[Provided passage]:
--*--
From 59a20ff9afda2a47a6835b912fb68d1ac7a01f2e Mon Sep 17 00:00:00 2001
From: gasoonjia <gasoonjia@icloud.com>
Date: Wed, 8 Oct 2025 10:09:50 -0700
Subject: [PATCH 1/3] refactor cuda_backend.cpp

This diff does a comprehensive refactor on cuda_backend.cpp. Two main points:
1.  Reuse ExecuTorch standard macros (ET_CHECK_OR_RETURN_ERROR and others) to replaces exiting if..else + ET_LOG branches
2. Introduced LOAD_SYMBOL macro to concentrate the symbol loading pipeline.

Differential Revision: [D84135844](https://our.internmc.facebook.com/intern/diff/D84135844/)

[ghstack-poisoned]
---
 backends/cuda/runtime/cuda_backend.cpp | 175 ++++++++++---------------
 1 file changed, 68 insertions(+), 107 deletions(-)

diff --git a/backends/cuda/runtime/cuda_backend.cpp b/backends/cuda/runtime/cuda_backend.cpp
index b25bbef6b04..4e87ff1b566 100644
--- a/backends/cuda/runtime/cuda_backend.cpp
+++ b/backends/cuda/runtime/cuda_backend.cpp
@@ -30,6 +30,13 @@ namespace executorch {
 namespace backends {
 namespace cuda {
 
+#define LOAD_SYMBOL(name, handle)                                \
+  do {                                                           \
+    name = reinterpret_cast<name##Func>(dlsym(handle, #name));   \
+    ET_CHECK_OR_RETURN_ERROR(                                    \
+        name != nullptr, AccessFailed, "Failed to load " #name); \
+  } while (0)
--*--
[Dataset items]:
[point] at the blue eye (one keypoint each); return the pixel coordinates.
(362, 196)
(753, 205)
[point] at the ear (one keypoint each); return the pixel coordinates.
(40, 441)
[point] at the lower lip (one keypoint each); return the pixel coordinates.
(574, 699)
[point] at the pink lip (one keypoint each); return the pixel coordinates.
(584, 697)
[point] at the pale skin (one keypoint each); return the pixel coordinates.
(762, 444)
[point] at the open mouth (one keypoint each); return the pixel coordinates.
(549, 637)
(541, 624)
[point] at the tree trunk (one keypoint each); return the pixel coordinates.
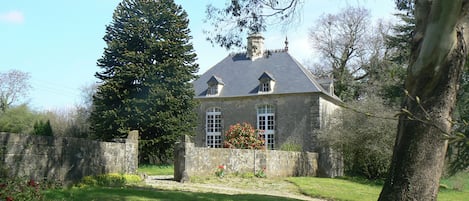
(437, 60)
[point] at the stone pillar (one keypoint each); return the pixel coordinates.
(131, 152)
(180, 158)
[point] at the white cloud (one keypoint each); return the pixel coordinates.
(13, 17)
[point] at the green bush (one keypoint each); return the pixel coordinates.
(364, 136)
(290, 146)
--*--
[What to produce]: Transcribe the CUDA backend patch between "This diff does" and "symbol loading pipeline.", inclusive.

[Result of this task]:
This diff does a comprehensive refactor on cuda_backend.cpp. Two main points:
1.  Reuse ExecuTorch standard macros (ET_CHECK_OR_RETURN_ERROR and others) to replaces exiting if..else + ET_LOG branches
2. Introduced LOAD_SYMBOL macro to concentrate the symbol loading pipeline.